- _Exercise goal_
Among the entries, find each line that includes the string "blue" and list it.

- _Records provided_

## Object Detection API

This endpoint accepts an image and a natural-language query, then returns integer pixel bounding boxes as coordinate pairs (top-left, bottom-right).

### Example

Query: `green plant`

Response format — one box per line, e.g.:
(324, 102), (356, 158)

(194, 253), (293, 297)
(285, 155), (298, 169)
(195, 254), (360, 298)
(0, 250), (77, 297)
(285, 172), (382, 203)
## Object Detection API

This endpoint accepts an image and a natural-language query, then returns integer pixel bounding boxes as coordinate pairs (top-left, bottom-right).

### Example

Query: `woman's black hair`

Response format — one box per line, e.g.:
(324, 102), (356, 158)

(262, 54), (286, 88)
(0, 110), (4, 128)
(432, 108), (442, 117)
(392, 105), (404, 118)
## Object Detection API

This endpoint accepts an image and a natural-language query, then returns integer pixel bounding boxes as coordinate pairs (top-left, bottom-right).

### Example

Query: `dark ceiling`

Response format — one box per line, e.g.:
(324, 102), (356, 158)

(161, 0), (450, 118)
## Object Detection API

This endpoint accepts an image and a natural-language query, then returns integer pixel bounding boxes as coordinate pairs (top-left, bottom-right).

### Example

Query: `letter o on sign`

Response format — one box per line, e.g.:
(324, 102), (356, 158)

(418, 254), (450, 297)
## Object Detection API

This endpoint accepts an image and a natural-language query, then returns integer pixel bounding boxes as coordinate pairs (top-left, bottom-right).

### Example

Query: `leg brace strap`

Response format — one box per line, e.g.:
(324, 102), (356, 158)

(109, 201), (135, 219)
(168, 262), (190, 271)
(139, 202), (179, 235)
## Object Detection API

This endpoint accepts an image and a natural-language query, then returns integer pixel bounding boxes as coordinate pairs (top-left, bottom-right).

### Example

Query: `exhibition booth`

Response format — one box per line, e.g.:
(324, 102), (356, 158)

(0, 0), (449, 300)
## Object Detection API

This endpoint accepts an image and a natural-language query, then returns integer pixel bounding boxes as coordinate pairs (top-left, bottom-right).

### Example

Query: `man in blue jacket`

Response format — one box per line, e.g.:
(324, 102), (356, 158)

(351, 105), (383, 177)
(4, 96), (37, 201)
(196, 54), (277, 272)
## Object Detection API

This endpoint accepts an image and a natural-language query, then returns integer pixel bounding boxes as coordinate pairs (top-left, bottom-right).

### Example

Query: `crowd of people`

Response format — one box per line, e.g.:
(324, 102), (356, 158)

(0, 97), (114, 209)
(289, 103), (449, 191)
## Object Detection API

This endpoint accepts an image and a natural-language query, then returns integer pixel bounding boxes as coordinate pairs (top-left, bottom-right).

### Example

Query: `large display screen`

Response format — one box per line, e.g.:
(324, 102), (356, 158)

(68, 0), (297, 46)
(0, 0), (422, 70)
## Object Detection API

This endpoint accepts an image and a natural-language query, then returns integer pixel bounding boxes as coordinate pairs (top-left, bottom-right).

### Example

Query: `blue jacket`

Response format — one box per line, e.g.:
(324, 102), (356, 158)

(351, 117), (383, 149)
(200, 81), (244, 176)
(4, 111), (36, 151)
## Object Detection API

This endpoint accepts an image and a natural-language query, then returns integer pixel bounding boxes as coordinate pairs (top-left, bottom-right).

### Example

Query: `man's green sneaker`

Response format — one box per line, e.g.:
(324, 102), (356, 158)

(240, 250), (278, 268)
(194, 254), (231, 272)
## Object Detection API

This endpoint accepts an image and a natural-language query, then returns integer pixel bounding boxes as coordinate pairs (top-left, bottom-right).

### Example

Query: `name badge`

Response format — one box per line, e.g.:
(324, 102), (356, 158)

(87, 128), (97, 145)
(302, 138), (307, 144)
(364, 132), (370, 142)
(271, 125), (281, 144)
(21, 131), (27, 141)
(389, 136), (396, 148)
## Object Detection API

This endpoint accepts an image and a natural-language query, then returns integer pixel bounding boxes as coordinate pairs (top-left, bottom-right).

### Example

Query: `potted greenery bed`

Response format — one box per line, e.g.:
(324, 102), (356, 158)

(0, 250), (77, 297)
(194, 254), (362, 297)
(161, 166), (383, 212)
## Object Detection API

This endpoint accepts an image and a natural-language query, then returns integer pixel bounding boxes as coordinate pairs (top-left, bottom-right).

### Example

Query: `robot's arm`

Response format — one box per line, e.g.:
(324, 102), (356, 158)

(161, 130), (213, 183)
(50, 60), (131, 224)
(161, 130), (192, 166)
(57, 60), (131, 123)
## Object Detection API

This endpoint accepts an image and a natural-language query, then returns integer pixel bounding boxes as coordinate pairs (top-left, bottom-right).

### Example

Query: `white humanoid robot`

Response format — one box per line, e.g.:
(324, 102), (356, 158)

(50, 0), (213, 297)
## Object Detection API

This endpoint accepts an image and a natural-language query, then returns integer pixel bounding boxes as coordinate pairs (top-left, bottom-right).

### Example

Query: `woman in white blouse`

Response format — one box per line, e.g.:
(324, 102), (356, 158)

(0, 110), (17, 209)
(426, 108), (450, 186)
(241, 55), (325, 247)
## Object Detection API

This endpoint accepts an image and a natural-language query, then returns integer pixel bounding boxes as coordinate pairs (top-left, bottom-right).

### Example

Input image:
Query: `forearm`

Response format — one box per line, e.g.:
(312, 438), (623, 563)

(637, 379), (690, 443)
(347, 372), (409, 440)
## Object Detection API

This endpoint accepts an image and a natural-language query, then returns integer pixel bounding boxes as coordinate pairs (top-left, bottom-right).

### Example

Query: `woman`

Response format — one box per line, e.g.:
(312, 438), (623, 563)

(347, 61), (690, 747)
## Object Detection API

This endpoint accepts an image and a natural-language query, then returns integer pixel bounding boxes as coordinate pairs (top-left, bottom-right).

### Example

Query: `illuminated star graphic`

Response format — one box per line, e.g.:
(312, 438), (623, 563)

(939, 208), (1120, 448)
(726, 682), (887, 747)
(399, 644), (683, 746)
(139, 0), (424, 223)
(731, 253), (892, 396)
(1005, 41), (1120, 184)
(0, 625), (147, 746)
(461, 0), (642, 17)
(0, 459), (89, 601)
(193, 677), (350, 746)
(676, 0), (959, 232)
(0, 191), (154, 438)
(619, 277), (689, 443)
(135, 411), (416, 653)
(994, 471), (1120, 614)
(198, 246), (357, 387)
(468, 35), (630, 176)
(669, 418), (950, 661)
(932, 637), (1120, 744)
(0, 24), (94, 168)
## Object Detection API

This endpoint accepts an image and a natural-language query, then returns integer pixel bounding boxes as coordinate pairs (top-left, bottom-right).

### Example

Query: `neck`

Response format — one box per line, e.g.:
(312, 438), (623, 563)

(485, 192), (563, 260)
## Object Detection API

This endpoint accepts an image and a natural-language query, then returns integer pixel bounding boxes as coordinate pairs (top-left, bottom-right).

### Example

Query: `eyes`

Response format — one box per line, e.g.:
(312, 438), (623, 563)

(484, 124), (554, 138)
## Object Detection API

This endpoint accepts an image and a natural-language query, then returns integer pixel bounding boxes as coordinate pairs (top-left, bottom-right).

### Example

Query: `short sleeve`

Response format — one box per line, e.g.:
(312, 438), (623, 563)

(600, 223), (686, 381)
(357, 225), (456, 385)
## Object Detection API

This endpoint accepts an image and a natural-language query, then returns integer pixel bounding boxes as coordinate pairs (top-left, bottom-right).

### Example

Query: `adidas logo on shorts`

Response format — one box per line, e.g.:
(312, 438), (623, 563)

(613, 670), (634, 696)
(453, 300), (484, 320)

- _Response to this task_
Query: `man in blue jacket`
Query: `blue jacket`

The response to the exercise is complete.